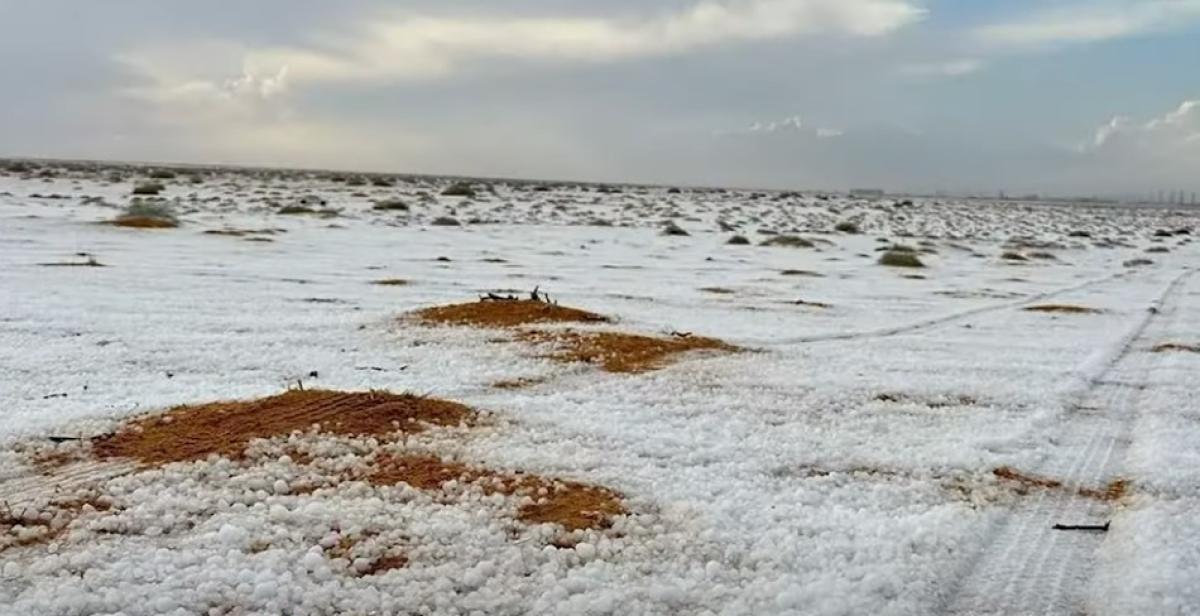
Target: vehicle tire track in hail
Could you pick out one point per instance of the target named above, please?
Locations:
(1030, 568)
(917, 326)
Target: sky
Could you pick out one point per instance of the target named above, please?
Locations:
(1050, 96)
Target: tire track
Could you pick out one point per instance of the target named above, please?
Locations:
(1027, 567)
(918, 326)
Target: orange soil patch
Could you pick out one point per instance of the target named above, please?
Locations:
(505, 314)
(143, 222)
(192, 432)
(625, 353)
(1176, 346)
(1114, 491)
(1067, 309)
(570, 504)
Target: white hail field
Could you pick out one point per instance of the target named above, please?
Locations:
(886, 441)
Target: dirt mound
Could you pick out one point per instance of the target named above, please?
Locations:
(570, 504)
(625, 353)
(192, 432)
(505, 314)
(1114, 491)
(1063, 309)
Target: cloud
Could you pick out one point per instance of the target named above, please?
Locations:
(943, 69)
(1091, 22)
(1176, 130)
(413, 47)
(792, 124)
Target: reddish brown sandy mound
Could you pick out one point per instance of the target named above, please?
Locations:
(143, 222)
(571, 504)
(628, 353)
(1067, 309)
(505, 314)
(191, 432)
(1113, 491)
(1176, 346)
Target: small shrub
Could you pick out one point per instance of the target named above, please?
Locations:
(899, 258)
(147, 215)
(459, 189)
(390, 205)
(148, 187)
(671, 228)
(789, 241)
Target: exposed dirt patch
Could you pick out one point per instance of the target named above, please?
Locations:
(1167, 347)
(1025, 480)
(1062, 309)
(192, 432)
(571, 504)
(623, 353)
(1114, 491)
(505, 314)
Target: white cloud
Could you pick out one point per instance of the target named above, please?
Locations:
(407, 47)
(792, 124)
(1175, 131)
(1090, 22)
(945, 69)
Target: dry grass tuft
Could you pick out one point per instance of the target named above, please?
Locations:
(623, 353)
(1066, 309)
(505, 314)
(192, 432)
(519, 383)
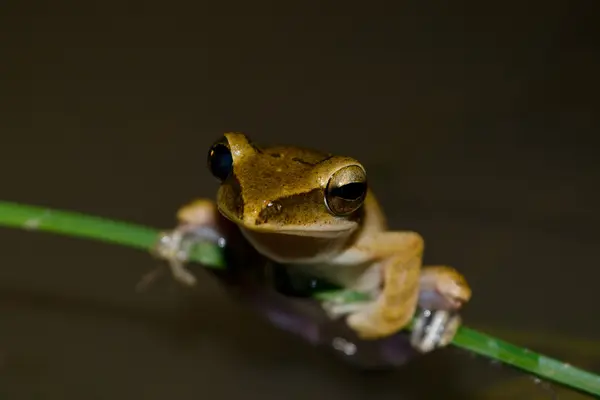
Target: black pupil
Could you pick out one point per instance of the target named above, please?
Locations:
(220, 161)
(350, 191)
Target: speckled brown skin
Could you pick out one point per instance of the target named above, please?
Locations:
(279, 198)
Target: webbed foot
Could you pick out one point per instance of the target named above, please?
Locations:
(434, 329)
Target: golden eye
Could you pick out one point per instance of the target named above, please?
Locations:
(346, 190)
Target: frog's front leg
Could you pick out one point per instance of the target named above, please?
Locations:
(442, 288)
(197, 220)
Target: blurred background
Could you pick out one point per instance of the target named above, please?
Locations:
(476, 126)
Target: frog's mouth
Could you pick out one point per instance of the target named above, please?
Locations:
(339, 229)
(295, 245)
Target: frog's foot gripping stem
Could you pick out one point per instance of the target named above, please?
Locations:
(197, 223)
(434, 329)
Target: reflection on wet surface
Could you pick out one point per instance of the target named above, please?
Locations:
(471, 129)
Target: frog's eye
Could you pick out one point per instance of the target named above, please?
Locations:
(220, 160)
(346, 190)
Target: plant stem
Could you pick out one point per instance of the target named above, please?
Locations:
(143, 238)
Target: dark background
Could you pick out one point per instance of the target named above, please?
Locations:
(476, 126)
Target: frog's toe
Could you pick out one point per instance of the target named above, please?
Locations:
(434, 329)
============================================================
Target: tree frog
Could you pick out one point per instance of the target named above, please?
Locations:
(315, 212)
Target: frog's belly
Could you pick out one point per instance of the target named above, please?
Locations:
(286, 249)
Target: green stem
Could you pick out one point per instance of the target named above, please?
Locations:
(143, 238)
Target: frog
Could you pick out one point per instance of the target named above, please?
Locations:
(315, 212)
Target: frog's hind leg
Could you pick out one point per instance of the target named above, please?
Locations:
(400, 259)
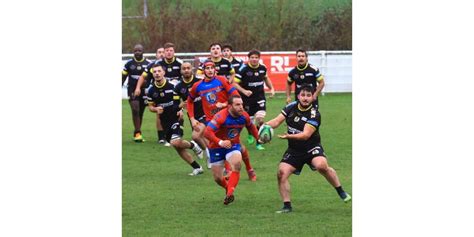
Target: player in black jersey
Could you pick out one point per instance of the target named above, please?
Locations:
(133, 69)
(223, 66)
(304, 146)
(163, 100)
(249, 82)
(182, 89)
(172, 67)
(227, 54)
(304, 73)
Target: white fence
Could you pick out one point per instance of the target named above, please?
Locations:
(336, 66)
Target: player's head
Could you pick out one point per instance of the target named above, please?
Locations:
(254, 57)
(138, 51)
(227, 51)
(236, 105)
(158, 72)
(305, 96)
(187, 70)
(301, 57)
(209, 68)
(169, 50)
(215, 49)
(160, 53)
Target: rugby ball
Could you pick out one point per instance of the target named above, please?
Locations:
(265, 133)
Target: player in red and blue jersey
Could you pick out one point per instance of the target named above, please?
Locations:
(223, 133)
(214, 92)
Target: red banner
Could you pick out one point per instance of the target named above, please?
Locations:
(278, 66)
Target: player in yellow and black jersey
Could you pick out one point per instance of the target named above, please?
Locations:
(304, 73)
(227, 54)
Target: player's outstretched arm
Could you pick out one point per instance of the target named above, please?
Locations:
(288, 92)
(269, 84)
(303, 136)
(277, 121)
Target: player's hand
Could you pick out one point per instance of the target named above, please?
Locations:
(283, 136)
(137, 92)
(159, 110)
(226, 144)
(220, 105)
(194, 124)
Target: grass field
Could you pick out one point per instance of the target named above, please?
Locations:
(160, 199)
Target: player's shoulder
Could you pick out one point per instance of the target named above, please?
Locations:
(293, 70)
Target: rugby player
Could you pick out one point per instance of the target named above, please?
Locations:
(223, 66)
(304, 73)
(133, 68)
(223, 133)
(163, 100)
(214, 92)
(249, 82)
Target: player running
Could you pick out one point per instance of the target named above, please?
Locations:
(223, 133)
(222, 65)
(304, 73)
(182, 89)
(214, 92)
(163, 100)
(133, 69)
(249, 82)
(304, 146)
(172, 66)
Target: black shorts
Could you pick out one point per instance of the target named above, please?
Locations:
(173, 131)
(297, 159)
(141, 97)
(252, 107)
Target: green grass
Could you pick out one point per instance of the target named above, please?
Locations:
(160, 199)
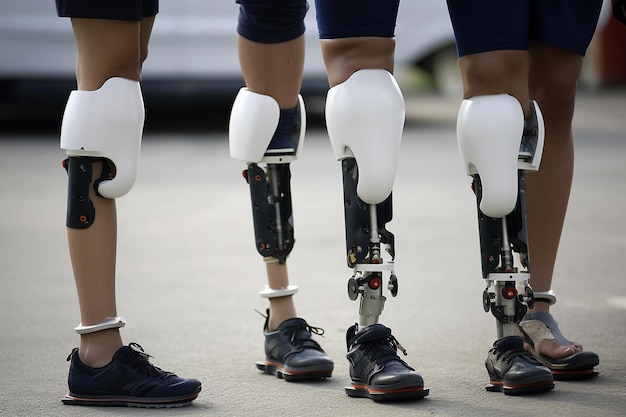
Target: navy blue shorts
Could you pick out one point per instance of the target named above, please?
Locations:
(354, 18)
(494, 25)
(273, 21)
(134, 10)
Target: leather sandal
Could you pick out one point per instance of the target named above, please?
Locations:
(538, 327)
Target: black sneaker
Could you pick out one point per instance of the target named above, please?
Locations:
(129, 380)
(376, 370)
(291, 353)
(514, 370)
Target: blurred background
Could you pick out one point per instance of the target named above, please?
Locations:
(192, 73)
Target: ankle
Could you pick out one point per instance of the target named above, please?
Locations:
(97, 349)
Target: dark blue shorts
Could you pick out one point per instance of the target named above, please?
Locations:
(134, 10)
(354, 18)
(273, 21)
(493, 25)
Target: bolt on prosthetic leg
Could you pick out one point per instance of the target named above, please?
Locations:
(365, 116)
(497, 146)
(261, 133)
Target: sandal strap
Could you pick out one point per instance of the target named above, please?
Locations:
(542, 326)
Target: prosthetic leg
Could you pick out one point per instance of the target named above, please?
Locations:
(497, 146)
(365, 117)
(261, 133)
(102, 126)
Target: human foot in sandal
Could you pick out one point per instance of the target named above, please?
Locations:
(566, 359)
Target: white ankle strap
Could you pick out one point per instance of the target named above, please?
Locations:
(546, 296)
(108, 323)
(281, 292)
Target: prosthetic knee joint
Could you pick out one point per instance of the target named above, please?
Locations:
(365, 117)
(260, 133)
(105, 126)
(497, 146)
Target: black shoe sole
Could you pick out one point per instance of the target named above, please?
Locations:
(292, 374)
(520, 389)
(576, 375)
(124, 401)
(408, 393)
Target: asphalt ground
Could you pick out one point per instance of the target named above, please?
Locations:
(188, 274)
============================================================
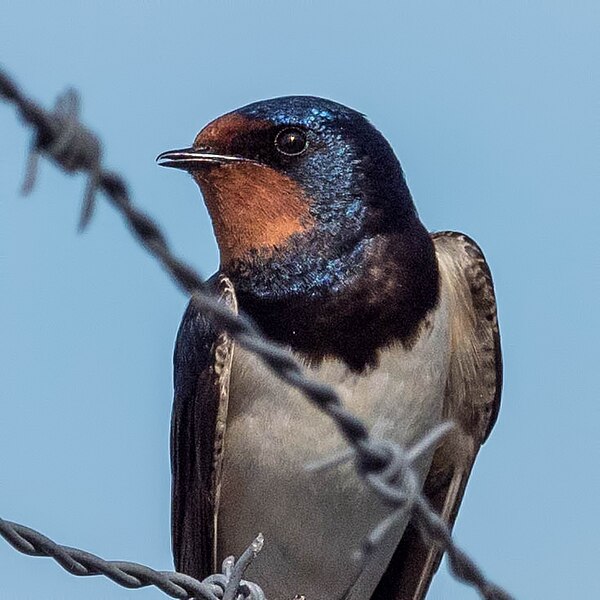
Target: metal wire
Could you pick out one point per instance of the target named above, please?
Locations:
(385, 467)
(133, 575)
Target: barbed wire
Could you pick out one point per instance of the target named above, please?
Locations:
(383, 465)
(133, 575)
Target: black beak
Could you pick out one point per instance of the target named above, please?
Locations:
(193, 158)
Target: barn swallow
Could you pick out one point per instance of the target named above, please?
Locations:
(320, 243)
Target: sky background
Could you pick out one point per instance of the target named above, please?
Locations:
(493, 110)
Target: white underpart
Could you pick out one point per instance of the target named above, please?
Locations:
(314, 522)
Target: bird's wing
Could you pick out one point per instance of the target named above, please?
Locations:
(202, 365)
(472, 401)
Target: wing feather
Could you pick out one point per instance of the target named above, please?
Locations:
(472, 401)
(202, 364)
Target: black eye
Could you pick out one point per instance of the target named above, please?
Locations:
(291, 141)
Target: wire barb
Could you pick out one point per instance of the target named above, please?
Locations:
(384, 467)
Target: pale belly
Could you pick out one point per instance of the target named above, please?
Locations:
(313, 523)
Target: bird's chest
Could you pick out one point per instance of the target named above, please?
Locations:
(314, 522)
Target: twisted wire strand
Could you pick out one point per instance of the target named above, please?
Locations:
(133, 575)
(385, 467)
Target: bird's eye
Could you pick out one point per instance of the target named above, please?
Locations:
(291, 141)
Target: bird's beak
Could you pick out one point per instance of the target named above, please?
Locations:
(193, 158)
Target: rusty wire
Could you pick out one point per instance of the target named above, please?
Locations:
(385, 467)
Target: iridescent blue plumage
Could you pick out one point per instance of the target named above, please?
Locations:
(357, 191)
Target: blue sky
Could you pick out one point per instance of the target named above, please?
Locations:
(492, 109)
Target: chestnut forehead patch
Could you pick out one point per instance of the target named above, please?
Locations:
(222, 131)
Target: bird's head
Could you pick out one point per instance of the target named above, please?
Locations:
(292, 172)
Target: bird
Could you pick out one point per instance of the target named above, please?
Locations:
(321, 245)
============================================================
» Task to complete:
Reproduce exactly the section above that begins at the line containing "Target: black eye" and ends at the line containing "Target: twisted wire strand", leaving out all other lines.

» Answer to this problem:
Target: black eye
Could you pick out one point per instance of the target named above, please?
Locations:
(291, 141)
Target: wire barb
Could you pick out one point per instance of the target named above, please?
Locations:
(384, 467)
Target: pale belly
Could you pick out one point per instance of the target named above, please?
Locations:
(313, 523)
Target: bird's chest
Could you pick out one point per instance of the target named above, please?
Locations:
(314, 522)
Target: twisted wire strand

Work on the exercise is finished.